__INSTRUCTIONS FOR THE TASK__
If a record holds a picture, omit the picture, but copy everything else below exactly.

__THE DATA__
______

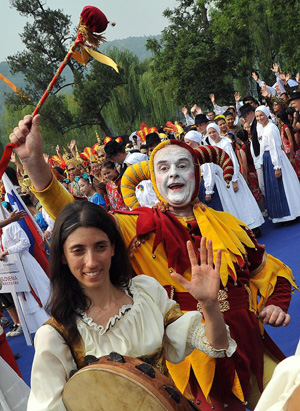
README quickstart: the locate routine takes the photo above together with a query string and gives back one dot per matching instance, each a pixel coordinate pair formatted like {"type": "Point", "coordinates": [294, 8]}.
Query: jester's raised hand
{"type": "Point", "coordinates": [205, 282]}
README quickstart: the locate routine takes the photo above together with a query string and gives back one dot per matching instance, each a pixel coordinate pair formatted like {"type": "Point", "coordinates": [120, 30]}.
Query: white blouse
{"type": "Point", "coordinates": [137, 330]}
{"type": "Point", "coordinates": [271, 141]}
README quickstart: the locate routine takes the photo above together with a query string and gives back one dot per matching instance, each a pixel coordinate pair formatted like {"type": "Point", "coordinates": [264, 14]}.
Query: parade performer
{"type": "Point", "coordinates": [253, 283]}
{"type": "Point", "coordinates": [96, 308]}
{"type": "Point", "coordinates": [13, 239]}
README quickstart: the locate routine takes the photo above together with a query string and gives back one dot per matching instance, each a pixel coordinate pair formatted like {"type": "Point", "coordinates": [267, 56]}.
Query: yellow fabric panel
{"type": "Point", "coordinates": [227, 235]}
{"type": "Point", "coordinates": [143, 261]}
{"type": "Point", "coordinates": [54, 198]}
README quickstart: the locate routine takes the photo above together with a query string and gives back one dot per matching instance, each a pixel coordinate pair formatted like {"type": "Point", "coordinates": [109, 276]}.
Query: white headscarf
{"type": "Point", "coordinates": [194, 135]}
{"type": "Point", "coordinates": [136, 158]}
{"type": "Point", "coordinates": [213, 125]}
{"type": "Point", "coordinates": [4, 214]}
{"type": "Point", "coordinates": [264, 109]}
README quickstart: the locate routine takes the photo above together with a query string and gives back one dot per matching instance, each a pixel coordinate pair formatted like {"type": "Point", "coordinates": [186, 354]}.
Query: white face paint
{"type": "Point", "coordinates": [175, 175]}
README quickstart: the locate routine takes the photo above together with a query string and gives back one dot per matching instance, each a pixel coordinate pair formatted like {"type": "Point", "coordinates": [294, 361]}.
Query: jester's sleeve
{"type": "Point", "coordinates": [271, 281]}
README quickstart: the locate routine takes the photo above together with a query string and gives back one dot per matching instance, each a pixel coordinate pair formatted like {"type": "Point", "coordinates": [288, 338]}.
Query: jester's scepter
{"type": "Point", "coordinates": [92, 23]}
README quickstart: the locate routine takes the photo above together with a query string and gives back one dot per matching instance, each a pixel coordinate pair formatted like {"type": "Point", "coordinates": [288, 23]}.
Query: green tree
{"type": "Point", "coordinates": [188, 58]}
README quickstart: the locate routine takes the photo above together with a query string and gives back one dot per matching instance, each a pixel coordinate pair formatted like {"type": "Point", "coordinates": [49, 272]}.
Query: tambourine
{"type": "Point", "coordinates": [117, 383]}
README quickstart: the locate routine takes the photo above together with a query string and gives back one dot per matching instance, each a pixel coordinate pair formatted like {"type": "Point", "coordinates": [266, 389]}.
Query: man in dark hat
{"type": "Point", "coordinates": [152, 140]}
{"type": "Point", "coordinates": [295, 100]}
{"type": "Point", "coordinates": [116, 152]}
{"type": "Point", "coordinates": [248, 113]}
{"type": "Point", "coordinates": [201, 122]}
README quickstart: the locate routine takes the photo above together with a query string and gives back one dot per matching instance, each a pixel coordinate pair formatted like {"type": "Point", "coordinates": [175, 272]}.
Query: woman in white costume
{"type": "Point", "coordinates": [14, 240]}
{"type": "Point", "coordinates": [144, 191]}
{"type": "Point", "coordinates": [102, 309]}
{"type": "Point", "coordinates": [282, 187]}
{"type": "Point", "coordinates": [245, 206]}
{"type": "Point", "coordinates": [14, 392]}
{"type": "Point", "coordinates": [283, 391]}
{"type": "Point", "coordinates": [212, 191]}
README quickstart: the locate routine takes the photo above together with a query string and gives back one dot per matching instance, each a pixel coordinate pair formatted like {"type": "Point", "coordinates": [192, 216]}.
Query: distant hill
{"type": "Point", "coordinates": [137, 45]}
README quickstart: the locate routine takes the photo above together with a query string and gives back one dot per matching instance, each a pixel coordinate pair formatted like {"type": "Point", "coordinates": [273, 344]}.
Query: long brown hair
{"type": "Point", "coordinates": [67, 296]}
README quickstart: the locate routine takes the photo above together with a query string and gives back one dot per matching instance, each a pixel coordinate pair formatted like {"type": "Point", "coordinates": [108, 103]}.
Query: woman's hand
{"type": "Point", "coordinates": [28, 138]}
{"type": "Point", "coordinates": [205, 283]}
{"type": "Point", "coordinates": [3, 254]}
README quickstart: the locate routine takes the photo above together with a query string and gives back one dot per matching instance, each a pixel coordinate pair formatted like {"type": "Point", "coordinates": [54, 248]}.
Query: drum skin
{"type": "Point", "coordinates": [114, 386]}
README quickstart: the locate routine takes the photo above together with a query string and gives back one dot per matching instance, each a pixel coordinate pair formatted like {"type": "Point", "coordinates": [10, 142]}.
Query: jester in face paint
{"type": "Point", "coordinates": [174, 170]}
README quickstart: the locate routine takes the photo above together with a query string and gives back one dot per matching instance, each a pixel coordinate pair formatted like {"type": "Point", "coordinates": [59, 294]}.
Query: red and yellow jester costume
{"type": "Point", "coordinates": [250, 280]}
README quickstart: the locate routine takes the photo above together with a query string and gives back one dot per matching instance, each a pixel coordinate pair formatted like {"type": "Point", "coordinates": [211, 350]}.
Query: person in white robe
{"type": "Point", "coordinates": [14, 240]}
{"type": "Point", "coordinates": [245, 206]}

______

__REPLY TO THE TASK__
README quickstart: the locate routine takes the photo above together with a query string and gives back one dot per matching instance, each a pixel coordinate pair formatted like {"type": "Point", "coordinates": [294, 8]}.
Query: jester's raised hand
{"type": "Point", "coordinates": [205, 282]}
README quickstart: the locate routine takes the photo above together with a query string and gives back one dot per matching instance, each a pixel coordinate pair formatted like {"type": "Point", "coordinates": [120, 30]}.
Query: white blouse
{"type": "Point", "coordinates": [137, 330]}
{"type": "Point", "coordinates": [271, 141]}
README quickstart: the locate routine takes the photo above together with a query string and gives back one dot per matching instance, each a pixel coordinate pair formatted like {"type": "Point", "coordinates": [264, 14]}.
Query: parade performer
{"type": "Point", "coordinates": [253, 283]}
{"type": "Point", "coordinates": [96, 308]}
{"type": "Point", "coordinates": [13, 239]}
README quickstart: the locate routine takes the photo above together with a query string and gives back one dot per matching instance, each a pixel coordinate pair formatted like {"type": "Point", "coordinates": [267, 56]}.
Query: yellow fabric panel
{"type": "Point", "coordinates": [227, 235]}
{"type": "Point", "coordinates": [143, 261]}
{"type": "Point", "coordinates": [54, 198]}
README quickstart: the locate routine takes the photo above together with a query string and gives back one dot per matching instance, each a pixel coordinate pair formatted like {"type": "Point", "coordinates": [109, 276]}.
Query: white headscarf
{"type": "Point", "coordinates": [194, 135]}
{"type": "Point", "coordinates": [136, 158]}
{"type": "Point", "coordinates": [213, 125]}
{"type": "Point", "coordinates": [4, 214]}
{"type": "Point", "coordinates": [264, 109]}
README quickstart: the locate routine takes the photo above together with a query string and gives back one dot per matching instance, each a pixel coordinate pair formatted like {"type": "Point", "coordinates": [186, 354]}.
Query: white face paint
{"type": "Point", "coordinates": [175, 175]}
README quickstart: the locate routine takes the photo above together with a query string and gives back one dot per matching instance, each a pixel coordinate pair formatted like {"type": "Point", "coordinates": [294, 361]}.
Query: jester's sleeve
{"type": "Point", "coordinates": [271, 281]}
README quickstart: the locate routine takes the photo above together with a query string and gives back one dot per matching instance, each a pixel coordinate pair formatted like {"type": "Point", "coordinates": [288, 338]}.
Query: jester's scepter
{"type": "Point", "coordinates": [92, 23]}
README quickstart: the locate routine takes the photo above together with a query string and gives back one dot per matching instance, each a pixel coordinate pair formatted like {"type": "Point", "coordinates": [288, 23]}.
Query: green tree
{"type": "Point", "coordinates": [188, 58]}
README quickstart: the locate routine takes the photo above together with a query string and gives back one dot per matching instance, each a pixel coordinate pair formatted like {"type": "Point", "coordinates": [49, 272]}.
Query: tambourine
{"type": "Point", "coordinates": [117, 383]}
README quickstart: the locate routine takes the photo above together with a query string and gives back one dot per matching instance, each a pixel coordinate pair formatted like {"type": "Point", "coordinates": [266, 389]}.
Query: man in dark hat
{"type": "Point", "coordinates": [152, 140]}
{"type": "Point", "coordinates": [295, 100]}
{"type": "Point", "coordinates": [116, 152]}
{"type": "Point", "coordinates": [248, 113]}
{"type": "Point", "coordinates": [201, 122]}
README quickstart: the locate routine takes the photo above together with a query string and gives back one dot per matching instance, each a pixel coordinate pair formatted like {"type": "Point", "coordinates": [175, 272]}.
Query: woman in white costume
{"type": "Point", "coordinates": [14, 240]}
{"type": "Point", "coordinates": [144, 191]}
{"type": "Point", "coordinates": [102, 309]}
{"type": "Point", "coordinates": [282, 187]}
{"type": "Point", "coordinates": [245, 206]}
{"type": "Point", "coordinates": [14, 392]}
{"type": "Point", "coordinates": [283, 391]}
{"type": "Point", "coordinates": [212, 191]}
README quickstart: the locate routine takes the photo above together with a query string and gives back one dot per matching instance, each a pixel coordinate pair formatted like {"type": "Point", "coordinates": [192, 216]}.
Query: distant hill
{"type": "Point", "coordinates": [137, 45]}
README quickstart: the locate routine takes the photo above together with a query string and gives back one dot per matching instance, each a pixel coordinate pair formatted like {"type": "Point", "coordinates": [273, 344]}.
Query: long brown hair
{"type": "Point", "coordinates": [67, 296]}
README quickstart: the locate routine takes the photo above together with a query string and gives back one dot per matching instance, each a pixel coordinate pair formatted like {"type": "Point", "coordinates": [108, 103]}.
Query: woman's hand
{"type": "Point", "coordinates": [28, 138]}
{"type": "Point", "coordinates": [205, 283]}
{"type": "Point", "coordinates": [3, 254]}
README quickstart: the locate routine takes the photo above together with a query string and gives back one dot per matching instance, each a pixel coordinate pair formatted like {"type": "Point", "coordinates": [54, 248]}.
Query: drum skin
{"type": "Point", "coordinates": [114, 386]}
README quickstart: the locate routine takes the photo above together with a query string and gives back one dot per matching instance, each a pixel coordinate pair formatted like {"type": "Point", "coordinates": [10, 142]}.
Query: jester in face paint
{"type": "Point", "coordinates": [174, 170]}
README quickstart: the locate routine takes the photo above together with a query string and gives back one dot per matching instance, each a pixel coordinate pair formatted like {"type": "Point", "coordinates": [59, 294]}.
Query: red and yellow jester costume
{"type": "Point", "coordinates": [250, 280]}
README quickstart: the locate routine takes the photo above together with a query string and gives back one dot per matching instance, each a pixel coordinate pair formatted like {"type": "Point", "coordinates": [211, 350]}.
Query: person in white robe
{"type": "Point", "coordinates": [14, 240]}
{"type": "Point", "coordinates": [245, 206]}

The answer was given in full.